> What is needed:
State how many lines in the items below contain the string "water". Reply with the number alone.

> Stored rows:

┏━━

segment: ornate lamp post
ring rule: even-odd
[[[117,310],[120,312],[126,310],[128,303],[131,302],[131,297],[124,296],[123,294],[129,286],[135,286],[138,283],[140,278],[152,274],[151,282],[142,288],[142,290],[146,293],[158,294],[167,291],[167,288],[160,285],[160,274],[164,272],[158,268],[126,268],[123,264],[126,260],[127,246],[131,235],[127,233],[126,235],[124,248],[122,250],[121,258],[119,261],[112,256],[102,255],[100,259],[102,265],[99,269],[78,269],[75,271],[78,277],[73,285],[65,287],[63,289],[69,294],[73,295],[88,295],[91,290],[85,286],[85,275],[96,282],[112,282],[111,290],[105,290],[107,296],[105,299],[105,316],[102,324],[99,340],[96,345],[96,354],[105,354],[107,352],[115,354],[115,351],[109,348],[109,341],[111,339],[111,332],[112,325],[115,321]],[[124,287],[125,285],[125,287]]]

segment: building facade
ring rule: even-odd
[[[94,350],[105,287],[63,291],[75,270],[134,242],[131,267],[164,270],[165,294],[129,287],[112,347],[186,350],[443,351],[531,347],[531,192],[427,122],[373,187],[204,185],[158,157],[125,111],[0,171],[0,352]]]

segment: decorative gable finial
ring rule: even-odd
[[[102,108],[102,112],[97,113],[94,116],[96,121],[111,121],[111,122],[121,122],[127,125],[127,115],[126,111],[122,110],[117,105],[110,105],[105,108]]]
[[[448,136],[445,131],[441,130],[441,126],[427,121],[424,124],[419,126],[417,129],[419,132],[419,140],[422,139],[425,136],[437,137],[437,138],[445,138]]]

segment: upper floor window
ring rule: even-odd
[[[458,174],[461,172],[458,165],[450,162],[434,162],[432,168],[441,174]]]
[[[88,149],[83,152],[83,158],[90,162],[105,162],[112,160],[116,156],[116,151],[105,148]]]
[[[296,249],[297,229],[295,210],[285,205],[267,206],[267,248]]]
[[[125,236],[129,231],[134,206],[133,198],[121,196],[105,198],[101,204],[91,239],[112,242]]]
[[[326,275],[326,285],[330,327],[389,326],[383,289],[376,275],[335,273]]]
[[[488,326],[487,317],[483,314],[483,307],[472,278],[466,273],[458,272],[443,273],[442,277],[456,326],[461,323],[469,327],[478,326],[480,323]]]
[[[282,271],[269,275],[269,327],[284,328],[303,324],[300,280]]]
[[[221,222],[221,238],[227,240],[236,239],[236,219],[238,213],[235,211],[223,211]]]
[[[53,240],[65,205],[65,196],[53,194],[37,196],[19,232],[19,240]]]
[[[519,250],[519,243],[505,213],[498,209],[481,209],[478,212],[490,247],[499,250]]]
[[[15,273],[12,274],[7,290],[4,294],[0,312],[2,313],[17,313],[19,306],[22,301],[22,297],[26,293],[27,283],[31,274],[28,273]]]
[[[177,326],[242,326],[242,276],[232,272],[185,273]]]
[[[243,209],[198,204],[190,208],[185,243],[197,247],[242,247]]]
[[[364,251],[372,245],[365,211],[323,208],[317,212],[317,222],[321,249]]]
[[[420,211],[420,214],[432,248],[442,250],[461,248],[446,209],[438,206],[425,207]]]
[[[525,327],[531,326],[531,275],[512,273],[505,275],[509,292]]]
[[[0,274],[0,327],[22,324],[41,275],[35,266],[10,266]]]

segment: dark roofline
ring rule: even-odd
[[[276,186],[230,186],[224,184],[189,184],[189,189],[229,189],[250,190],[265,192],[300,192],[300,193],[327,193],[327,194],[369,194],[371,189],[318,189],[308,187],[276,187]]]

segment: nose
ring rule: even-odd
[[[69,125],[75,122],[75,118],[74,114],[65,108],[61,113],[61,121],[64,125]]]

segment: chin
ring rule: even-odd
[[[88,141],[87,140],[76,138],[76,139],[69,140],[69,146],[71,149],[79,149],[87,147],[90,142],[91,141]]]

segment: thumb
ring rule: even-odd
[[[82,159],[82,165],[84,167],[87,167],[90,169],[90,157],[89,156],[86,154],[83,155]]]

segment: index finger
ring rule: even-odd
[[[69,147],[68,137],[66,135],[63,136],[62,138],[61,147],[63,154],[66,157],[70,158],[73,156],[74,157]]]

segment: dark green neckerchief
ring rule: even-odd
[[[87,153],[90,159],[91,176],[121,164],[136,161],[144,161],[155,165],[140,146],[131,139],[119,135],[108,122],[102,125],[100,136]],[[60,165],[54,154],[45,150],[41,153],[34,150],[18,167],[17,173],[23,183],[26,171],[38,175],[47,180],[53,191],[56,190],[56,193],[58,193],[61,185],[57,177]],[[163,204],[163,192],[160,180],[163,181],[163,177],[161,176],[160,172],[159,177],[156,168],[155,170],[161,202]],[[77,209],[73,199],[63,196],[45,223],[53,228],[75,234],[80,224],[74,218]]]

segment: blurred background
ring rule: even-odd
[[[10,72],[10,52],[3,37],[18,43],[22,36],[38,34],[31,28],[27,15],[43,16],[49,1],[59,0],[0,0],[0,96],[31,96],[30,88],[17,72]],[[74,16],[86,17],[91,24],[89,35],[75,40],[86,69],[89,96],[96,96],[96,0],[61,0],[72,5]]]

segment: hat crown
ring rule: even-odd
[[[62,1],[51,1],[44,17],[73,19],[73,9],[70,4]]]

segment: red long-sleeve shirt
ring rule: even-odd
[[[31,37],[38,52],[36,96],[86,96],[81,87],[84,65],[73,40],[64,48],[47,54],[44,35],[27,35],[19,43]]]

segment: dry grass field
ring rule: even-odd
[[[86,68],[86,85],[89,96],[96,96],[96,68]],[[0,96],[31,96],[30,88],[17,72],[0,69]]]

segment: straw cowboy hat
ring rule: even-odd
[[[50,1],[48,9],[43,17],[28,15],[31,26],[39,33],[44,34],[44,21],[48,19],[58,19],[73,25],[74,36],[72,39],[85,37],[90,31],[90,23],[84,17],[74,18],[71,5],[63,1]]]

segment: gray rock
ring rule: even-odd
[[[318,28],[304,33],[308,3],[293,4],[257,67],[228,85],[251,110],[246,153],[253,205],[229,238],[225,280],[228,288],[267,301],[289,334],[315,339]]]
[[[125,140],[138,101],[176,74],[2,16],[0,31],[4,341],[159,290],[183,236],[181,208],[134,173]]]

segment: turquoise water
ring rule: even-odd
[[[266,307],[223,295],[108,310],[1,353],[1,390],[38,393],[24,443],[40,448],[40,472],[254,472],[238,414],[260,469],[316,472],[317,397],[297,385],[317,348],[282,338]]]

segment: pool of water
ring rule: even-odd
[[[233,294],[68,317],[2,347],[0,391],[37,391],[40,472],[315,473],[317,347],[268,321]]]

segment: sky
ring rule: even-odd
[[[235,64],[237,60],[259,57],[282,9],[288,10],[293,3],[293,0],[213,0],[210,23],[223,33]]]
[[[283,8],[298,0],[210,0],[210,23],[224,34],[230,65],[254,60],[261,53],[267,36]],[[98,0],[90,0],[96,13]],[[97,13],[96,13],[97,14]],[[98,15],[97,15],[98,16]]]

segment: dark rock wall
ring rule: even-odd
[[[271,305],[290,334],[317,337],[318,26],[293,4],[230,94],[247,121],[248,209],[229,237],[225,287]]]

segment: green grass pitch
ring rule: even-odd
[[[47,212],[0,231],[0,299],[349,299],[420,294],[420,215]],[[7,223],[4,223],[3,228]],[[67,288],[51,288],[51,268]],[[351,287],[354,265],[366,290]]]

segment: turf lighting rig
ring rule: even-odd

┗━━

> Task solution:
2